**Your assignment**: Only the stretch of the listing below that runs from the line with "Target: vaulted ceiling" through the line with "Locate the black" is to be printed, exactly and with both ends.

**Material provided**:
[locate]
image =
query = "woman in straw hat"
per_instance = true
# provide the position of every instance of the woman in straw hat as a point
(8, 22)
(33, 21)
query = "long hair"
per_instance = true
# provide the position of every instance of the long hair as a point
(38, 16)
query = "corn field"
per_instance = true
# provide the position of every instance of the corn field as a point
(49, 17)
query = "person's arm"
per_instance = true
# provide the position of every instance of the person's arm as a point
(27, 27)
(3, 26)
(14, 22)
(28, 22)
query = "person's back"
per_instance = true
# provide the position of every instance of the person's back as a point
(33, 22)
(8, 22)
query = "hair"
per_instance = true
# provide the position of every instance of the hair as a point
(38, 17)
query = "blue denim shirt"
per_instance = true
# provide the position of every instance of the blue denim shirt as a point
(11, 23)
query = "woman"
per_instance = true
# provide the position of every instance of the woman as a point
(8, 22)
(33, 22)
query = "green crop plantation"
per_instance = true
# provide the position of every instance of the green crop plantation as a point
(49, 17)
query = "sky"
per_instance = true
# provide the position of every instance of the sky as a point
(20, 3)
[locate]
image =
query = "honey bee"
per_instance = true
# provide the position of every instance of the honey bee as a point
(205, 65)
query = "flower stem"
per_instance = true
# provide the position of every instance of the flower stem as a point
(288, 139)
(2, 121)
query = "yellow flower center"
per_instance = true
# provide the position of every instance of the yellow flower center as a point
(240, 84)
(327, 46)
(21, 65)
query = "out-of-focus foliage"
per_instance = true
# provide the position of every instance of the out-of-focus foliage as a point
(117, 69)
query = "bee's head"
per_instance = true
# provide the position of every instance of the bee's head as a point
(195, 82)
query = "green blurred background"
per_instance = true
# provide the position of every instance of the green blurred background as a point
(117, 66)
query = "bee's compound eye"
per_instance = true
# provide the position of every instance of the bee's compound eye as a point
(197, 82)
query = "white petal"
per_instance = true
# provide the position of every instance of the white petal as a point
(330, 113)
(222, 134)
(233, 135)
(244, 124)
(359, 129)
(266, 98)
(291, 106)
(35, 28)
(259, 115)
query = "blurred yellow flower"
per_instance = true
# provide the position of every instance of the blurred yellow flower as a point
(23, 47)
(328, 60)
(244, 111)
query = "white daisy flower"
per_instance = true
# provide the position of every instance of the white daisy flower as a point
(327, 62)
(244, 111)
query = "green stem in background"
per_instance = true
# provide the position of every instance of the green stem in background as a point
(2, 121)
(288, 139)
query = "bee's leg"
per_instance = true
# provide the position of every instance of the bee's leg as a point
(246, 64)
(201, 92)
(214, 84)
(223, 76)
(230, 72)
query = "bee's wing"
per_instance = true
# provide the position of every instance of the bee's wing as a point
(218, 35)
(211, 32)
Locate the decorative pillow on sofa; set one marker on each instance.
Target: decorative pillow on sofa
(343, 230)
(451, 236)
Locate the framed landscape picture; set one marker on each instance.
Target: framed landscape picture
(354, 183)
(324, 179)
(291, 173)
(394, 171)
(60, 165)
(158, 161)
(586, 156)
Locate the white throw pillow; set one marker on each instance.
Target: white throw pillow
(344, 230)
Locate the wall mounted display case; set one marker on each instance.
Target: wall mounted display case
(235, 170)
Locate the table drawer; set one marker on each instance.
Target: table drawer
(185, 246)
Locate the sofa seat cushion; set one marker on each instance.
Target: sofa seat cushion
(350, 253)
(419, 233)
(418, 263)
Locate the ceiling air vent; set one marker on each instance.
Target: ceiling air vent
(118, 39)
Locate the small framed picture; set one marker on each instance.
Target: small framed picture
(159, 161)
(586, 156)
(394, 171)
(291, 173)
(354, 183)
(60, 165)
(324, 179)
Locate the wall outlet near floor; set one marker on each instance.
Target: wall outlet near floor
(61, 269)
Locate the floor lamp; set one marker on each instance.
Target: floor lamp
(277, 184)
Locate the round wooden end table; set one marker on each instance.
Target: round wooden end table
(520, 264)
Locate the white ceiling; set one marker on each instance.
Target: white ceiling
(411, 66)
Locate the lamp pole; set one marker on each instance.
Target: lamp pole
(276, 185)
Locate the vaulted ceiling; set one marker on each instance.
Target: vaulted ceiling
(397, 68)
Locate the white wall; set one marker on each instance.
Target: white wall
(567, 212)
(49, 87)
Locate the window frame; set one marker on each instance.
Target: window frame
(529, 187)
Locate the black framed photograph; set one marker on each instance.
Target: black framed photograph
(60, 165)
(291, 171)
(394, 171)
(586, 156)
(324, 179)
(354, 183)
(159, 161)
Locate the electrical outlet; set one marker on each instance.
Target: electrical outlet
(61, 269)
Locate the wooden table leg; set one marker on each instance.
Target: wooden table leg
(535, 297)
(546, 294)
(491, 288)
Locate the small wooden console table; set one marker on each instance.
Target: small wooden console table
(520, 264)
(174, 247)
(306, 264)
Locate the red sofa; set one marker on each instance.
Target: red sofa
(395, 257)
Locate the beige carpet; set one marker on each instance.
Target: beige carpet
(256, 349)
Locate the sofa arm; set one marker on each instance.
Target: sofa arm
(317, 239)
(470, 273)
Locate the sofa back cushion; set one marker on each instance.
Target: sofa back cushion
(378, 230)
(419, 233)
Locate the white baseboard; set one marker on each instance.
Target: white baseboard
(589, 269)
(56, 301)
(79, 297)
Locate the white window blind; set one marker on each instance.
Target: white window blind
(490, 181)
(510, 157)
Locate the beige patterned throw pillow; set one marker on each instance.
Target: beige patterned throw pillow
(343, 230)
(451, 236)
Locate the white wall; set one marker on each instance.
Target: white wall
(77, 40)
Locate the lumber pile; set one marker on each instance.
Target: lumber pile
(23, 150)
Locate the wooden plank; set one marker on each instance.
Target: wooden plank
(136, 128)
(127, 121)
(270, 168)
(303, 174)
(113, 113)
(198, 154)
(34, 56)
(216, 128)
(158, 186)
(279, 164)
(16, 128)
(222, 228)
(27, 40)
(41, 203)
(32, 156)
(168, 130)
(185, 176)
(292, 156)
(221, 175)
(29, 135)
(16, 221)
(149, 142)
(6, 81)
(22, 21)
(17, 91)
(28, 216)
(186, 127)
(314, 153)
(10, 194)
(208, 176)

**Solution to the exercise**:
Target: vaulted ceiling
(397, 68)
Locate the white wall; set one marker on each instance.
Target: white wall
(567, 212)
(49, 87)
Locate the window frame; set one marker on each instance.
Target: window frame
(529, 187)
Locate the black framed photograph; set one marker on each instance.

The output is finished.